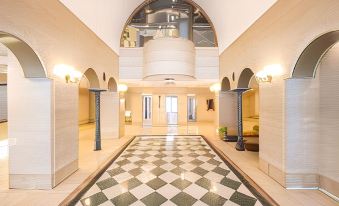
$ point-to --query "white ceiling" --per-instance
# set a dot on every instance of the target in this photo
(108, 17)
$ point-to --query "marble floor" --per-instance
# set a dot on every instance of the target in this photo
(90, 160)
(169, 170)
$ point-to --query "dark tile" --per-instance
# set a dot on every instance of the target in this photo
(158, 171)
(123, 162)
(204, 183)
(214, 162)
(213, 199)
(95, 199)
(131, 183)
(136, 171)
(104, 184)
(156, 183)
(181, 184)
(159, 162)
(183, 199)
(242, 199)
(178, 170)
(154, 199)
(115, 171)
(221, 171)
(177, 162)
(200, 171)
(230, 183)
(197, 162)
(124, 199)
(140, 162)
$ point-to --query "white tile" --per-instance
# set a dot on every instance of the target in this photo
(168, 191)
(114, 191)
(188, 166)
(168, 166)
(169, 177)
(195, 191)
(145, 177)
(122, 177)
(141, 191)
(191, 176)
(214, 177)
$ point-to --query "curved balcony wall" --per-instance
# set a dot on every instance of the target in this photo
(169, 58)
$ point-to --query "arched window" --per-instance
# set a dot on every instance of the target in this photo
(168, 18)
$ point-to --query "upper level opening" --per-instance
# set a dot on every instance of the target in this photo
(168, 18)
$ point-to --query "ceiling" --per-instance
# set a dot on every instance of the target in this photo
(107, 18)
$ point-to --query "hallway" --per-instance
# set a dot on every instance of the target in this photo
(169, 170)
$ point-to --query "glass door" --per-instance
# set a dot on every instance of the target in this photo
(147, 110)
(191, 109)
(172, 110)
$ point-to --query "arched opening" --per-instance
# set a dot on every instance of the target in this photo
(225, 84)
(88, 81)
(312, 109)
(159, 18)
(309, 59)
(245, 78)
(112, 85)
(23, 88)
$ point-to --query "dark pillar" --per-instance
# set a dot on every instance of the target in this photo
(97, 142)
(240, 143)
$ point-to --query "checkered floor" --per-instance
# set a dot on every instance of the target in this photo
(168, 170)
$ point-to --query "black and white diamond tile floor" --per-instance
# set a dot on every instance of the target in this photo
(168, 170)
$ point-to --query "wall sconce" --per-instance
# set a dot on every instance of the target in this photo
(215, 87)
(68, 72)
(122, 88)
(266, 75)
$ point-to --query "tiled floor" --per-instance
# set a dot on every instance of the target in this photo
(169, 170)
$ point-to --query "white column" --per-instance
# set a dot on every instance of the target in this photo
(109, 115)
(30, 129)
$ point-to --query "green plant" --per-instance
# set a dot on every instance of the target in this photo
(222, 130)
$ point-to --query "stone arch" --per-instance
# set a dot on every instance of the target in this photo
(112, 85)
(28, 59)
(245, 78)
(309, 59)
(92, 77)
(225, 84)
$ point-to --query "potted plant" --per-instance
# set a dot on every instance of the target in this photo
(222, 132)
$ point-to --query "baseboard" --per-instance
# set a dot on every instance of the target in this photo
(329, 185)
(302, 181)
(65, 171)
(31, 181)
(272, 171)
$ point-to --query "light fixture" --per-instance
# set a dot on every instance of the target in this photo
(68, 72)
(266, 75)
(215, 87)
(122, 88)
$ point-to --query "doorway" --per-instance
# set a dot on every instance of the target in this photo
(172, 110)
(147, 110)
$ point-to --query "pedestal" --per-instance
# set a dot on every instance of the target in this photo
(97, 142)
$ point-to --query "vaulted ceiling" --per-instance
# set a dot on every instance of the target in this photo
(107, 17)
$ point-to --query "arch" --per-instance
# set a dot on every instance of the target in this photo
(92, 77)
(112, 85)
(309, 59)
(245, 78)
(225, 84)
(191, 2)
(28, 59)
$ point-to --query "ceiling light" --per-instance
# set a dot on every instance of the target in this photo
(215, 87)
(122, 88)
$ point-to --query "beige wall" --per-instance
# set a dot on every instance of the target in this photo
(278, 37)
(134, 104)
(58, 37)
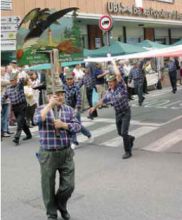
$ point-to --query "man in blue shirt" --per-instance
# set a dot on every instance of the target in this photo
(172, 69)
(15, 92)
(55, 152)
(117, 96)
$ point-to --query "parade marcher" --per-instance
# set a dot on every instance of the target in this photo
(138, 78)
(180, 73)
(41, 87)
(78, 73)
(5, 105)
(89, 83)
(117, 96)
(31, 102)
(55, 153)
(15, 93)
(126, 70)
(172, 70)
(99, 75)
(73, 99)
(145, 70)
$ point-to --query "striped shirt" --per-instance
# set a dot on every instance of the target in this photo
(47, 131)
(118, 98)
(172, 66)
(87, 80)
(72, 95)
(15, 93)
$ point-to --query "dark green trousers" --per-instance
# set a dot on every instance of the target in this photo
(50, 162)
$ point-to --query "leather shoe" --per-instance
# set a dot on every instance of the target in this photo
(65, 215)
(27, 138)
(9, 132)
(132, 141)
(127, 155)
(16, 141)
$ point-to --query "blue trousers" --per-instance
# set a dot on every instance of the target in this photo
(83, 130)
(4, 118)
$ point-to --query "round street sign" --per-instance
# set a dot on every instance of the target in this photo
(105, 23)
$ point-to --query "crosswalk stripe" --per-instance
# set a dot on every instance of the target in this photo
(88, 123)
(165, 142)
(97, 132)
(113, 120)
(116, 142)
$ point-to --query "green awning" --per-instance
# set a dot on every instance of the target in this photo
(46, 66)
(178, 43)
(151, 44)
(7, 57)
(115, 49)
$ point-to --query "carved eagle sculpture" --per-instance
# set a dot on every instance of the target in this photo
(40, 20)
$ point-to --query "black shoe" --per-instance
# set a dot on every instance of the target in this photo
(51, 218)
(9, 132)
(127, 155)
(65, 215)
(6, 135)
(76, 143)
(132, 141)
(90, 117)
(16, 141)
(27, 138)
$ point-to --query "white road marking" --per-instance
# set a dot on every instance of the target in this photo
(165, 142)
(97, 132)
(116, 142)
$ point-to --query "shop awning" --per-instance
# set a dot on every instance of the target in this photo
(116, 48)
(178, 42)
(46, 66)
(151, 44)
(172, 51)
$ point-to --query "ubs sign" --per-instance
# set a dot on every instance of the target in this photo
(119, 8)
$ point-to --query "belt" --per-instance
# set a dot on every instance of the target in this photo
(55, 149)
(21, 103)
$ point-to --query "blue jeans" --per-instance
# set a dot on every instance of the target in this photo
(83, 130)
(4, 118)
(122, 125)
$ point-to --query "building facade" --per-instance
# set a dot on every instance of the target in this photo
(133, 20)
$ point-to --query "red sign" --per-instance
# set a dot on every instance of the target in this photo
(105, 23)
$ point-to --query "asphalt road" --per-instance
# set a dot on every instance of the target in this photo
(145, 187)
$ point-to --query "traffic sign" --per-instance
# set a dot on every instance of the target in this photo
(8, 35)
(8, 45)
(6, 5)
(105, 23)
(9, 27)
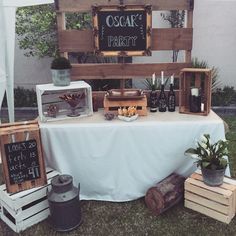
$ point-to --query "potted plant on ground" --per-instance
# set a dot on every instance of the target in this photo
(211, 158)
(60, 68)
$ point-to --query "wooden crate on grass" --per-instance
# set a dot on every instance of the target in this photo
(26, 208)
(216, 202)
(112, 106)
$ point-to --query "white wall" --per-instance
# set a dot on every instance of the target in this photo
(214, 37)
(30, 71)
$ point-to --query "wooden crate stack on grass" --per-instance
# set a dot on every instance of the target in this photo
(26, 208)
(216, 202)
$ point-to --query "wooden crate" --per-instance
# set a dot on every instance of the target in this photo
(216, 202)
(112, 106)
(24, 209)
(200, 78)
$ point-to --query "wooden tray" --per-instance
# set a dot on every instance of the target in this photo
(126, 94)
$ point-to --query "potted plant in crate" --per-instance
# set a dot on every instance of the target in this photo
(210, 157)
(60, 68)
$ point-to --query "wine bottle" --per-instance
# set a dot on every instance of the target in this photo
(162, 96)
(153, 96)
(171, 96)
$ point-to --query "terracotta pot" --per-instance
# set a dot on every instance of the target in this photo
(213, 177)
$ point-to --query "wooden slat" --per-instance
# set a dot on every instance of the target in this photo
(206, 211)
(206, 193)
(188, 53)
(208, 203)
(162, 39)
(83, 6)
(116, 71)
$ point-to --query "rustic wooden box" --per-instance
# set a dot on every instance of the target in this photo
(216, 202)
(112, 106)
(48, 97)
(24, 209)
(195, 77)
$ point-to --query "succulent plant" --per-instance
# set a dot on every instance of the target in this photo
(60, 63)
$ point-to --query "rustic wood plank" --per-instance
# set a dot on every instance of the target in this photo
(216, 189)
(83, 6)
(61, 25)
(208, 212)
(188, 53)
(162, 39)
(206, 193)
(123, 71)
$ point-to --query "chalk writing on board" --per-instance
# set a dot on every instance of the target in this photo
(122, 30)
(22, 161)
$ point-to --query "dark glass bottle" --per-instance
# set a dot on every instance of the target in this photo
(153, 100)
(171, 99)
(162, 99)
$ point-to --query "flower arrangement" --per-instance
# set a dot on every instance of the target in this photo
(210, 155)
(60, 63)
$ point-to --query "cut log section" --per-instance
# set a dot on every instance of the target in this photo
(165, 194)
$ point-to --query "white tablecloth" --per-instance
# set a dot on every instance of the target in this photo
(118, 160)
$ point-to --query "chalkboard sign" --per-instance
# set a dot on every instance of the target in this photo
(22, 161)
(122, 30)
(21, 153)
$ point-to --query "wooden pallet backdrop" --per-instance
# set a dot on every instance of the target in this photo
(162, 39)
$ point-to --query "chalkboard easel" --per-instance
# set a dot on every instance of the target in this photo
(21, 154)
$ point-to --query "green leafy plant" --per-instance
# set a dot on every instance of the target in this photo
(210, 155)
(36, 29)
(224, 97)
(60, 63)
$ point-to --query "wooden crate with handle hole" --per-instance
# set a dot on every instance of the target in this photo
(216, 202)
(26, 208)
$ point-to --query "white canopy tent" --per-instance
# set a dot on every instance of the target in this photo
(7, 47)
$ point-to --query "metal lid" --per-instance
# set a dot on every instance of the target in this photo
(62, 183)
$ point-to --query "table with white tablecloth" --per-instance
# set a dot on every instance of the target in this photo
(117, 160)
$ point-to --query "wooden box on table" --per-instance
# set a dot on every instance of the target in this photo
(199, 78)
(53, 107)
(216, 202)
(117, 98)
(26, 208)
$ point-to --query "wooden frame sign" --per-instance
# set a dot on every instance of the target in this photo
(21, 153)
(122, 30)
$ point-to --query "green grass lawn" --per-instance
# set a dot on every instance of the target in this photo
(133, 218)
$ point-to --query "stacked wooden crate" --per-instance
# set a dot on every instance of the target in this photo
(216, 202)
(26, 208)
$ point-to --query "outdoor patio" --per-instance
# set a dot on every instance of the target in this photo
(113, 94)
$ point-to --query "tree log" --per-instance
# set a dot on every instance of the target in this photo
(165, 194)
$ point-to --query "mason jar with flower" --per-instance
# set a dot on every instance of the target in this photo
(211, 157)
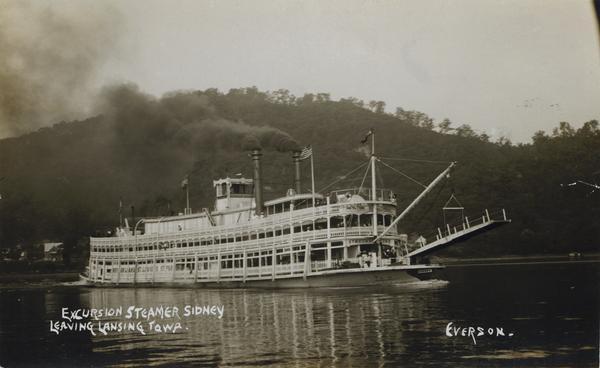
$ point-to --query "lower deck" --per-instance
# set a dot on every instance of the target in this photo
(356, 277)
(263, 264)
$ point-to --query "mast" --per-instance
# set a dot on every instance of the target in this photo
(416, 200)
(373, 182)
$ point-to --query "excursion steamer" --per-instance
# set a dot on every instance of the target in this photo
(348, 237)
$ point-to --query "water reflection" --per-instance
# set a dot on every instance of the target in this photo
(553, 311)
(258, 327)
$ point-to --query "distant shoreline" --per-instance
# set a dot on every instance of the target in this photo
(506, 260)
(29, 277)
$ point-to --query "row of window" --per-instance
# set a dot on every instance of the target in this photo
(336, 222)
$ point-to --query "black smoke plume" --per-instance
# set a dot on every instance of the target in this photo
(49, 58)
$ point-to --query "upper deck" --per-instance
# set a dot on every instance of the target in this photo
(349, 215)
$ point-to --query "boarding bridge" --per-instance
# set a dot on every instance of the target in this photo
(452, 234)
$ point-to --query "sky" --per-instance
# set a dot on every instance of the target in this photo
(507, 68)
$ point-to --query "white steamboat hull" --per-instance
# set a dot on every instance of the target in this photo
(356, 277)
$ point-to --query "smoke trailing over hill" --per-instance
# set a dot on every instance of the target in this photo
(49, 59)
(65, 182)
(183, 120)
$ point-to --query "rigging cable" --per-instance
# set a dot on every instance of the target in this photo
(364, 177)
(403, 174)
(415, 160)
(342, 177)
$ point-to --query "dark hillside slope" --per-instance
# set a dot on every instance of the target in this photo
(65, 182)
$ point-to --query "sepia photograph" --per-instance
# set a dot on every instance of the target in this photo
(299, 183)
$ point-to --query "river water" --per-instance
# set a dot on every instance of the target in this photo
(547, 315)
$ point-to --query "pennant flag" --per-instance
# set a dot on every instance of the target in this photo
(306, 152)
(370, 133)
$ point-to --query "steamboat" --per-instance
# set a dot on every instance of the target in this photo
(343, 238)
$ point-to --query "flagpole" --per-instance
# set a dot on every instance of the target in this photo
(312, 176)
(373, 183)
(187, 195)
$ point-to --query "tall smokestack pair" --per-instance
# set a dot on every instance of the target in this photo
(258, 190)
(297, 184)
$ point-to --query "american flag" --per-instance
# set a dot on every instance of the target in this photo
(366, 138)
(306, 152)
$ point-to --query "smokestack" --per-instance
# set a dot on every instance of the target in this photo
(297, 184)
(257, 181)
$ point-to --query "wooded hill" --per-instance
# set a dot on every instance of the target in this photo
(65, 182)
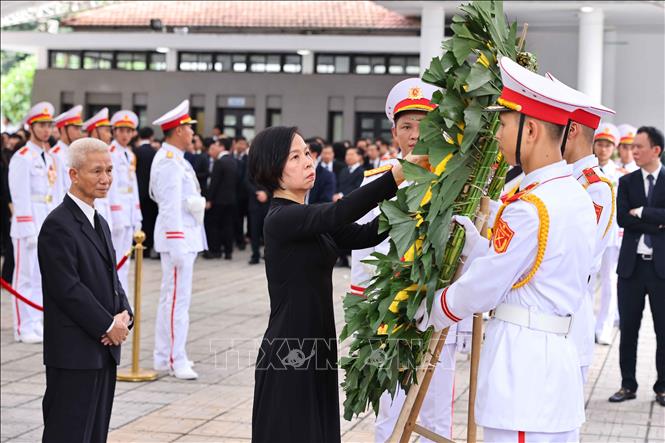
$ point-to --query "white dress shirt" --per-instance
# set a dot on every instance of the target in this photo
(642, 247)
(89, 213)
(88, 210)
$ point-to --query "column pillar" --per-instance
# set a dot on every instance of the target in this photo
(432, 29)
(590, 54)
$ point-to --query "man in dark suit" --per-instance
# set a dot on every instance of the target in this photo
(325, 183)
(145, 153)
(86, 313)
(641, 268)
(221, 200)
(239, 149)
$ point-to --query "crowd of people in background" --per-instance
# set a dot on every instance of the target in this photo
(235, 206)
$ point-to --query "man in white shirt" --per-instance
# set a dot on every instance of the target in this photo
(641, 269)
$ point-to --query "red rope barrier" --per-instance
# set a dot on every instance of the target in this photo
(13, 292)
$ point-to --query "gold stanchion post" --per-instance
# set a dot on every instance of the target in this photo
(136, 373)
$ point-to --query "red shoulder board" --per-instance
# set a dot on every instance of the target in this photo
(591, 176)
(519, 195)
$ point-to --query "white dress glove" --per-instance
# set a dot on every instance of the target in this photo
(464, 342)
(435, 317)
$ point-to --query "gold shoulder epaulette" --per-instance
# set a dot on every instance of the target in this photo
(378, 170)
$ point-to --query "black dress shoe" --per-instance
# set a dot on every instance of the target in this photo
(622, 395)
(660, 398)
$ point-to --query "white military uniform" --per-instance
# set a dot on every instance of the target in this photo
(102, 205)
(437, 409)
(534, 275)
(71, 117)
(32, 183)
(608, 310)
(124, 196)
(179, 236)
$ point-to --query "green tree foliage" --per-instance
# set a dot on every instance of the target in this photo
(17, 88)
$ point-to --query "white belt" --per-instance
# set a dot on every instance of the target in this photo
(532, 319)
(42, 198)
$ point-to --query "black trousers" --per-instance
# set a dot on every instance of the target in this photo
(221, 229)
(77, 404)
(241, 211)
(631, 296)
(257, 214)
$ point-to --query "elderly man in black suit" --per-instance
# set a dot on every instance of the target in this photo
(86, 312)
(145, 153)
(641, 268)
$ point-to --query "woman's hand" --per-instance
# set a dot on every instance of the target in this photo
(420, 160)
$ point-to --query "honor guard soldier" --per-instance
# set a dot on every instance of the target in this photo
(32, 184)
(124, 195)
(179, 236)
(69, 126)
(99, 126)
(578, 151)
(606, 138)
(533, 273)
(407, 103)
(625, 162)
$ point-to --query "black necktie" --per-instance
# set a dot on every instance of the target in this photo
(647, 237)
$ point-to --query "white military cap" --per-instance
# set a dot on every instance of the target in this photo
(411, 94)
(584, 110)
(531, 94)
(124, 119)
(41, 112)
(97, 120)
(71, 117)
(627, 133)
(607, 131)
(175, 117)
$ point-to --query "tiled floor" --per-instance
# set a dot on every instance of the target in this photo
(227, 319)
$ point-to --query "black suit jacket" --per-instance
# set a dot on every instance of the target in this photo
(631, 195)
(223, 189)
(348, 182)
(81, 289)
(144, 156)
(324, 186)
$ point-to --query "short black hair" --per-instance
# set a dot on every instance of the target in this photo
________
» What you need to do: The word is "chalkboard". Copy every line above where it appears.

» Exercise output:
$ point-to --query "chalkboard sign" --per-instance
$ point-to --query "chalkboard easel" --per-instance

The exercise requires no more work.